» Text passage
>> BEGIN

Courtesy Photo Batman v Superman: Dawn of Justice is currently playing at local Malco and AMC theaters.
Good lord. I wanted, so badly, to like Batman v Superman: Dawn of Justice. I wanted it to seamlessly lay the groundwork for the DC cinematic universe and be a fun romp with familiar characters. Instead, Batman v. Superman is two-and-a-half hours of wasted potential.
Ostensibly, the movie is about Bruce Wayne holding a raging, kinda-racist hate for Superman following the events of Man of Steel, and all the collateral damage that his fight with Zod cost.
In actuality, it’s that, Bruce Wayne’s parents murder, an angrier-than-ever brutal Batman, a joker-esque Lex Luthor, a Kryptonian abomination, Wonder Woman, time travel, The Flash, Cyborg, Aquaman, and finally some future involving Darkseid.
If most of that last paragraph felt like a strung together bunch of nonsense, then you’ve figured out precisely what is wrong with director Zack Snyder’s dour, slow-mo version of the DC universe.
I’m a seasoned comic book veteran, having begun reading them when I was 6, and even I had trouble following along with the tangentially connected plot threads in Batman v. Superman.
When it finally does come time for them to take to actual cape vs. cowl shenanigans, it’s for the dumbest reason. Five whole minutes of conversation could have prevented the entire movie from taking place, and that’s not the best thing. Say what you will about Marvel’s cinematic universe, but you can’t deny they built one hell of a world.
The thing is, you can see the potential this has. Ben Affleck’s Batman is pretty great, when he’s not doing an impression of the world’s greatest douchebag. That part of his personality comes courtesy of director Zack Snyder and Batman scribe Frank Miller, whose Dark Knight has always gone over the line to psychotic.
The next time we see this Bats, he will be in the hands of another director, and eventually we will see Ben Affleck behind the camera as well as in front of it. The performance is all there, but is unfortunately lost in the sad tone of Snyder’s direction.

>> END

Lines of data
>> BEGIN

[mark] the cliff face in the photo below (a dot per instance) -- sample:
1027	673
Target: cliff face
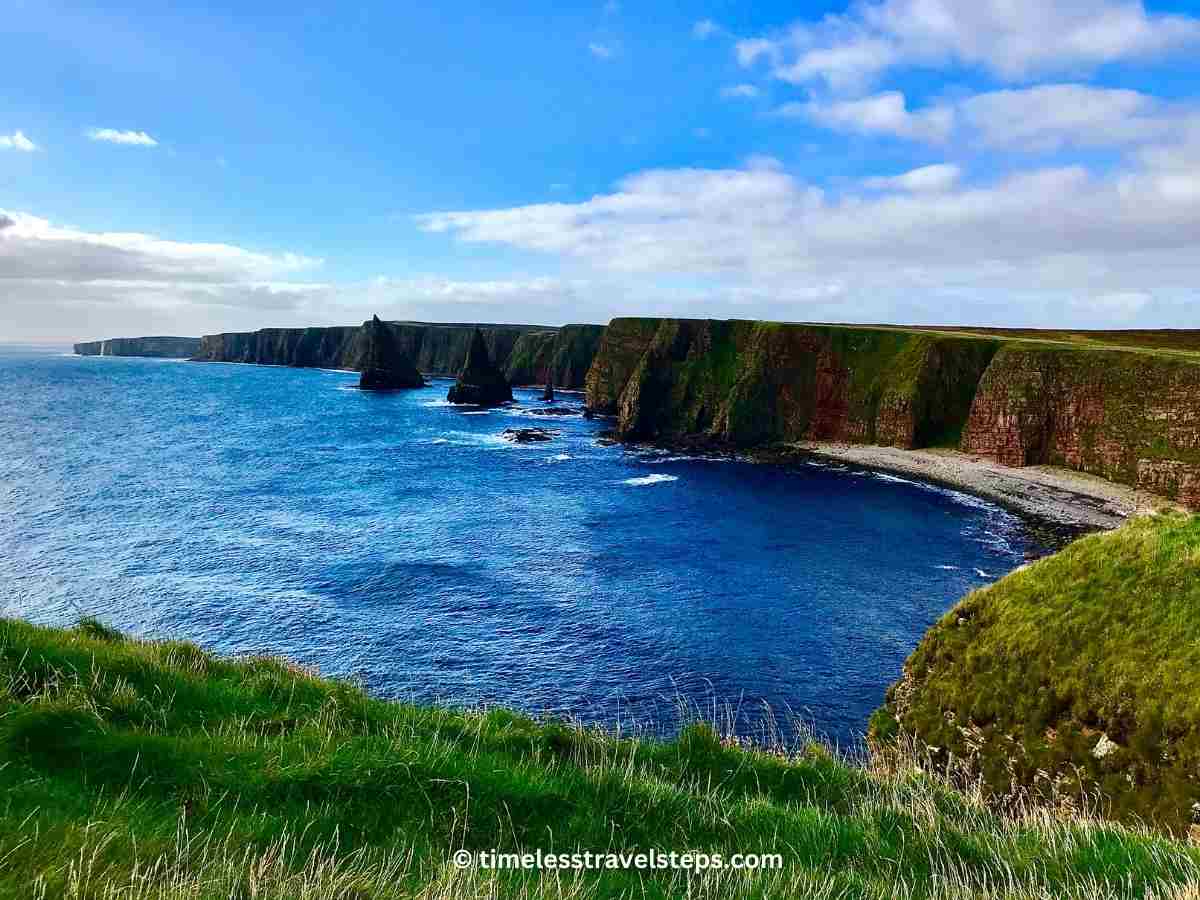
751	382
157	347
1127	417
562	357
385	366
433	348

>> END

» Objective 1
According to the review, at what age did the reviewer begin reading comic books?
» Objective 2
Reproduce all of the entries with "cliff face" changed to "rock wall" and everything else kept the same. Omit the pictures.
The review and the entries are unrelated material.

» Task response 1
At age 6.

» Task response 2
[mark] the rock wall in the photo below (a dot per instance) -- sample:
1027	673
Target: rock wall
751	382
157	347
1127	417
562	357
385	366
433	348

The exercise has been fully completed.